> **PROBLEM REQUIREMENTS**
Reproduce the part of the Chris Christie passage from "But that was" to "same old Christie.", word for word.

Top of EXERCISE TEXT

Photo Credit: National Review

Photo Credit: National Review

After swiftly dismissing a top official in his administration, Chris Christie was characteristically caustic when pressed by the press for the lesson to be drawn from the scandal: “Don’t lie to the governor.”

But that was then — three years ago. This week, the raging bull turned sad puppy for two hours of bravura contrition after cashiering yet another top aide who, he says, lied to him. It is a different time, and this is a very different scandal. Yet, I can’t help suspecting it’s the same old Christie.

Back in 2010, it was Bret Schundler, Christie’s education chief, who was shown the door after purportedly deceiving the boss. The controversy that led to Schundler’s abrupt termination was considerably drier than the “Bridgegate” scandal currently engulfing the governor — the former was just run-of-the-mill governmental bungling, as the Bergen Record relates.

New Jersey had failed to qualify for federal “Race to the Top” education funds, falling a measly three points short of the 500-point threshold prescribed by an abstruse Washington formula. The amount of money involved was enormous, $400 million. But in a country where trillion is the new billion, that’s a few digits shy of grabbing the public’s attention. Plus, Christie — just hitting his stride, his eccentric brand of tough-guy bipartisanship not yet stale — was not then a national figure. So the fact that the Garden State lost out because its application omitted two years of budget data (a five-point penalty!) was big news in Trenton, but nowhere else.

Bottom of EXERCISE TEXT
Top of EXERCISE DATA

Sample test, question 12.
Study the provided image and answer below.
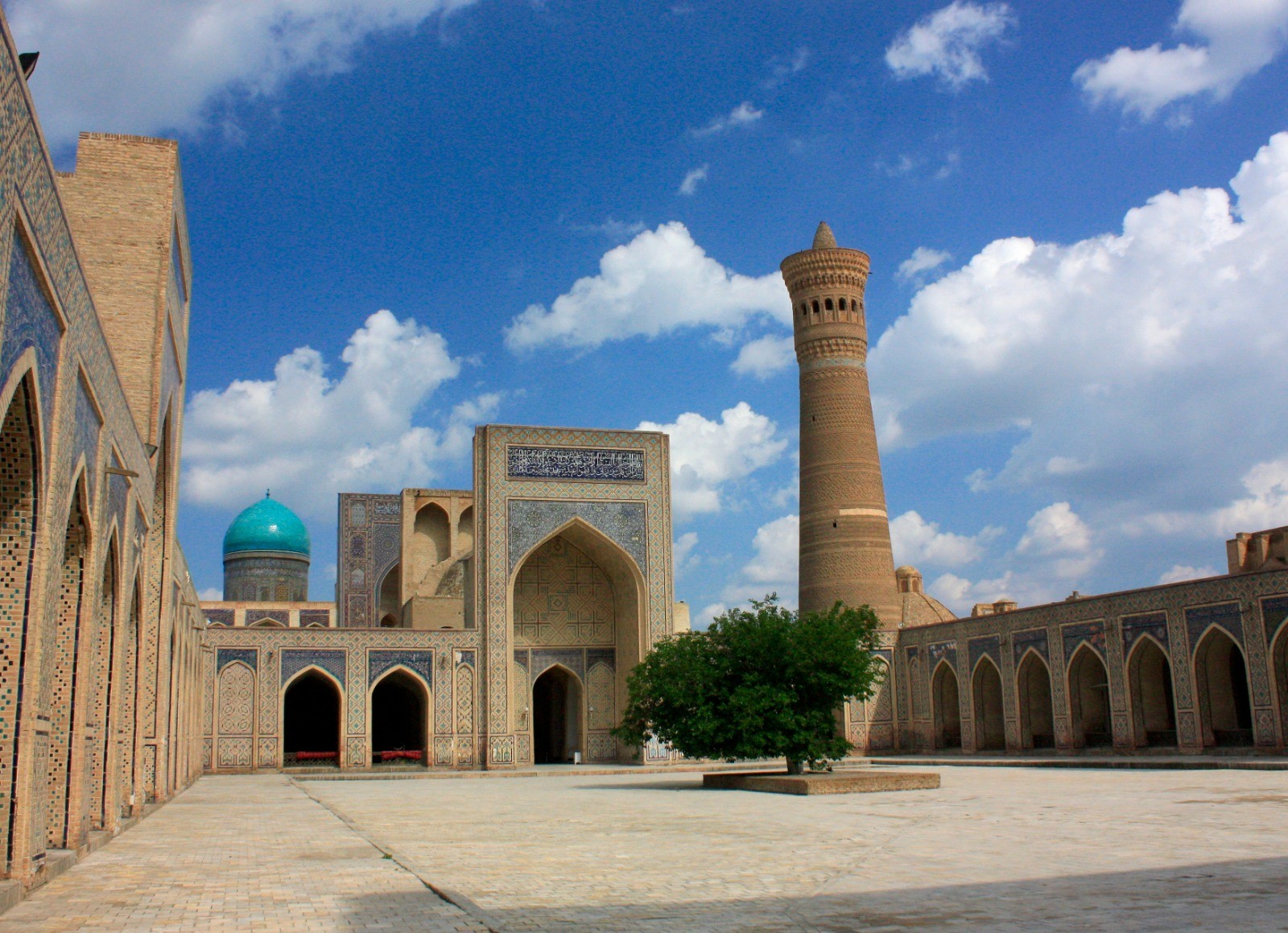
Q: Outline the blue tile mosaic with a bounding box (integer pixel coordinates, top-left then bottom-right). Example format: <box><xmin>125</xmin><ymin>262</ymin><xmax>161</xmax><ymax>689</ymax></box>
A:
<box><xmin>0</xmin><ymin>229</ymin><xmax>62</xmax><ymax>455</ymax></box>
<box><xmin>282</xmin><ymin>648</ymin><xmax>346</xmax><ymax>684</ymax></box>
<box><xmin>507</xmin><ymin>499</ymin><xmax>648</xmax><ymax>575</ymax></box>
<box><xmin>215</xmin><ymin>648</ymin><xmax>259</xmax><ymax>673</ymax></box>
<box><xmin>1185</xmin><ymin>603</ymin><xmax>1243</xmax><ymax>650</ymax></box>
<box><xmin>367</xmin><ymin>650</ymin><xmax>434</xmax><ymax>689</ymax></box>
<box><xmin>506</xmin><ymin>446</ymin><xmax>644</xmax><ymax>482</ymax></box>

Bottom of EXERCISE DATA

> **RESPONSE TO THIS TASK**
But that was then — three years ago. This week, the raging bull turned sad puppy for two hours of bravura contrition after cashiering yet another top aide who, he says, lied to him. It is a different time, and this is a very different scandal. Yet, I can’t help suspecting it’s the same old Christie.